## To do:
The listing below is to be output in its exact form.

## The data:
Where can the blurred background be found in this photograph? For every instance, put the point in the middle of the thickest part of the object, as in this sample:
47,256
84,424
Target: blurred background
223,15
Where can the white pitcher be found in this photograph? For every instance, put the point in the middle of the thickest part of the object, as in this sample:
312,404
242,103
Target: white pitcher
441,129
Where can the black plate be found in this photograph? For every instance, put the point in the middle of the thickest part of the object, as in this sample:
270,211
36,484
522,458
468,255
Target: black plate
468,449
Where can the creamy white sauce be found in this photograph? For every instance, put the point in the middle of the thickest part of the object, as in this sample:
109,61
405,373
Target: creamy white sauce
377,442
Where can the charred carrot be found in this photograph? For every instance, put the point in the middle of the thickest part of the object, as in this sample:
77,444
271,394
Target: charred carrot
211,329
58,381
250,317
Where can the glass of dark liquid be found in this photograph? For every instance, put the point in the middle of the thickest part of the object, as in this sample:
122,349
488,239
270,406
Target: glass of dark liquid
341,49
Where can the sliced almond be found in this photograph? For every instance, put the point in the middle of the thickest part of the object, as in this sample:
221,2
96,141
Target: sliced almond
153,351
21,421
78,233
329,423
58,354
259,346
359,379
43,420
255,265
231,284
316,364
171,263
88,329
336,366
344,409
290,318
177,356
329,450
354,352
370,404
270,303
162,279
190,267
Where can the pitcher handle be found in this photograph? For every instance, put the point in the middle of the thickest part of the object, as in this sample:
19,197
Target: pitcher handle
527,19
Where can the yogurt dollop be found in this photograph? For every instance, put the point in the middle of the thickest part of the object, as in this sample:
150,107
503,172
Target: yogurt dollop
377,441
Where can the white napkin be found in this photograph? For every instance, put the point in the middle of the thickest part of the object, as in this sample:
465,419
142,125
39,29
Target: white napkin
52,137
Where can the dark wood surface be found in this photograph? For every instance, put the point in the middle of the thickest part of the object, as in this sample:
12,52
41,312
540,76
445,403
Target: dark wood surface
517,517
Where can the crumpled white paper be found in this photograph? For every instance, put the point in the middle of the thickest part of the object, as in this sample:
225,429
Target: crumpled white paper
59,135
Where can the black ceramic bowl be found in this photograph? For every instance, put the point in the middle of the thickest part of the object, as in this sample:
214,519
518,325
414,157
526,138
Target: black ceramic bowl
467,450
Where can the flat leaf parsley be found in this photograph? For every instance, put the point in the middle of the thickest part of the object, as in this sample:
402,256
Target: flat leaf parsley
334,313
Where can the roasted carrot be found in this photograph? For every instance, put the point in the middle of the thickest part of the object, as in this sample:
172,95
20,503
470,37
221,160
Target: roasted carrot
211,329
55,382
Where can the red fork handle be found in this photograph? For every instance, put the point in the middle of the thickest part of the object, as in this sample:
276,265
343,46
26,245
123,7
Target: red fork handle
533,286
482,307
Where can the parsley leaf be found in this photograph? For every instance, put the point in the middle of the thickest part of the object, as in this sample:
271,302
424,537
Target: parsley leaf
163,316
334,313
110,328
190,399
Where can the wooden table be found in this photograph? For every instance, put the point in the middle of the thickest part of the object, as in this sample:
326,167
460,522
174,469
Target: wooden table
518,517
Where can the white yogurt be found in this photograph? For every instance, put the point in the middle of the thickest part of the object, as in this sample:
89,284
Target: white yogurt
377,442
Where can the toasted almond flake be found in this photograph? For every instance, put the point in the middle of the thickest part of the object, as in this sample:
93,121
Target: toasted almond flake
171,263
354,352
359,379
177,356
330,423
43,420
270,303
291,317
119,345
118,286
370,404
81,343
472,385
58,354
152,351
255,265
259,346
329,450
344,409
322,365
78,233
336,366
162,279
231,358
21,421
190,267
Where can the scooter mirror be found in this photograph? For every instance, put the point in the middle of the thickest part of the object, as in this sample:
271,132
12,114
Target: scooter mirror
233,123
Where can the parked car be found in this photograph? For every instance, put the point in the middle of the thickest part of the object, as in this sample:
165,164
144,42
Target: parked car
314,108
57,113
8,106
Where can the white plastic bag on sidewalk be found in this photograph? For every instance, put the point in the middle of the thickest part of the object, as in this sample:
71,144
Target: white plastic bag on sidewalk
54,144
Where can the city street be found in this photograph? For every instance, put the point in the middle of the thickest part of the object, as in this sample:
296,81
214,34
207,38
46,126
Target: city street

## Result of this task:
Where can the blurred background be found in this photograph? For every instance, put the point in the middle of the thickest part of the object, as in this sample:
47,256
84,424
Target: blurred background
223,15
Where can the white pitcher be found in this photograph? For every instance, put the point in the middle of the thickest part of the object, as in this sample:
312,404
242,103
Target: white pitcher
441,129
Where can the black plate be found in this photograph? For every instance, put the point in the middle of the thickest part of the object, as in this sample:
270,211
36,484
522,458
468,255
Target: black plate
468,449
Where can the creamy white sauce be found in this photograph? For every instance, put the point in the middle of the thickest part of the object, as in this sample:
109,61
405,373
Target: creamy white sauce
377,442
Where can the charred carrot be found in this photograph? For every instance, put the point in the middle of the thickest part of the object, as in this sample:
77,444
271,394
Target: charred carrot
211,329
58,381
250,317
Where can the glass of dark liquid be found in this photograph? For every instance, put the point in the middle of the thickest part of the object, as in this sample:
122,349
488,239
270,406
Target: glass of dark liquid
341,49
Where can the sliced almond be found in this photograph? For every instance, put the point in the middle of the thickest part of the object, as in this sample:
221,2
96,141
Target: sliced almond
153,351
21,421
78,233
329,423
58,354
259,346
359,379
43,420
255,265
231,284
316,364
171,263
88,329
336,366
344,409
290,318
177,356
329,450
354,352
370,404
270,303
162,279
190,267
Where can the pitcher handle be found in this photograph? For every instance, put the point in the middle of the thickest part of the object, as in this sample:
19,197
Target: pitcher handle
527,19
Where can the yogurt dollop be found in this photograph? For every instance, put the point in the middle of the thickest part of the object, as in this sample:
150,107
503,172
Target: yogurt dollop
377,441
Where can the white napkin be found in this photograph? For every instance, put the point in the middle of the thickest part of the object, as in this sample:
465,419
142,125
39,29
Target: white napkin
52,137
Where can the dark wood surface be found in this photograph? For every instance, put the point in the middle of the thickest part of the object, as in this sample:
12,52
41,312
540,76
445,403
Target: dark wood surface
517,517
Where can the crumpled white paper be found in this photograph? For every instance, put the point in the middle of the thickest part of the object, as in this sample:
225,429
Target: crumpled white paper
59,135
Where can the black ceramic bowl be found in this photograph? For every instance, put the point in the middle of the thickest part of the object, as in this sample:
214,519
518,325
414,157
526,138
Target: black ceramic bowl
467,450
Where can the flat leaf parsley be found in this photograph? For every instance, put the point in the middle of the thickest part of the object, as in this sample:
402,256
Target: flat leaf parsley
334,313
Where can the roasted carrot be found in this photograph? For every instance, put the point in the middle of the thickest part of the object, as in this sample:
172,95
20,503
470,37
221,160
Target: roasted carrot
211,329
55,382
Where can the red fork handle be found in this photograph? For every instance, put the point in the middle of the thickest part of the object, as in this sample:
276,265
343,46
26,245
123,7
Target: red fork handle
533,286
482,307
Where can the parsley leaf be found in this photograph? For every instance, put the point in the middle of the thickest part of the object, as in this sample:
271,302
424,537
Target: parsley leaf
163,316
334,313
110,328
190,399
Where can the wooden table be found in this photograph? For every instance, put the point in the middle of the thickest part of the object, as in this sample:
326,167
460,522
174,469
Target: wooden table
518,517
Where can the white yogurt be found in this photograph? For every instance, put the point in the middle of the thickest part of the object, as in this sample:
89,284
Target: white yogurt
377,442
Where can the toasted almond flake be found in this photograph? For every instance, put the point in the middle of the thickest part of the object, as in this sample:
93,121
Target: toasted almond flake
171,263
354,352
359,379
177,356
330,423
43,420
270,303
291,317
119,345
118,286
370,404
81,343
472,385
58,354
152,351
255,265
259,346
329,450
344,409
322,365
78,233
336,366
162,279
231,358
21,421
190,267
Where can the scooter mirror be found in this photograph? For every instance, put the point in the middle of the thickest part of the object, as in this sample:
271,132
12,114
Target: scooter mirror
233,123
Where can the parked car be found in this photograph? For every instance, put the point in the middle of the thickest part of the object, as in this sample:
165,164
144,42
Target: parked car
314,108
57,113
8,106
Where can the white plastic bag on sidewalk be found in this photograph? For every instance, put the point in the middle of the thickest part of the object, as in this sample:
71,144
Target: white plastic bag on sidewalk
54,144
Where can the city street be found in this photograph? For every instance, put the point in the middle of the thickest part of the object, as in this sample:
296,81
214,34
207,38
46,126
Target: city street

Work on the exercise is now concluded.